-- start INFORMATION SUPPLIED --
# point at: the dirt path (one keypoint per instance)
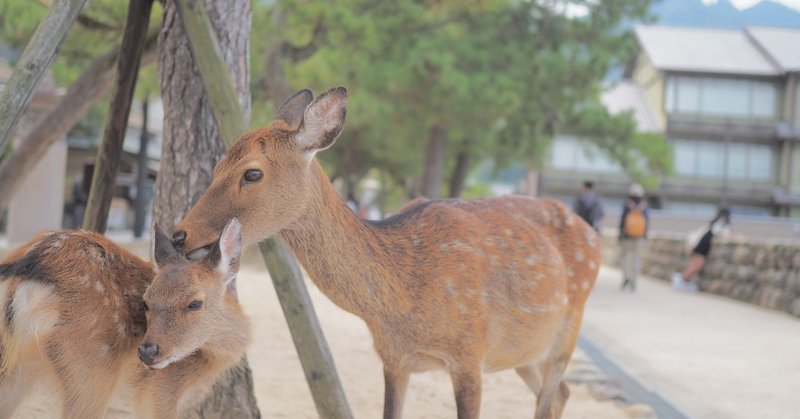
-- end INFORMATION SUPPLIED --
-- start INFORMATION SUPPLIED --
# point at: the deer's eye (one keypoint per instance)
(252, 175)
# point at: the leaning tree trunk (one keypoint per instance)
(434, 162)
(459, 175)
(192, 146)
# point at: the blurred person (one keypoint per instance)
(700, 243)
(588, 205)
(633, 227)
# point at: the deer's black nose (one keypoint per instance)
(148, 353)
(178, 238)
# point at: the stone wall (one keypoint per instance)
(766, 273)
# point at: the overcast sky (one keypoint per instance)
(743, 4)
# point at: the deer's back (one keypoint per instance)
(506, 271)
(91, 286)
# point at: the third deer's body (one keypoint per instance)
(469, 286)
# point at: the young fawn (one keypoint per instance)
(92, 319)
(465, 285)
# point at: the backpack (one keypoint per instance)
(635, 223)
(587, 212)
-- end INFORMATION SUPPLIED --
• **TASK TO COMPLETE**: Find every line in the material above that contains the string "deer", and copy each of those lines. Case counts.

• **RESPONSE BELOW**:
# point at: the deer's eye (one keypoint per instance)
# point at: the deer's black nose (one keypoint per instance)
# point at: the deer's back (one keypoint per instance)
# point at: the third deer's body (one keypoint per instance)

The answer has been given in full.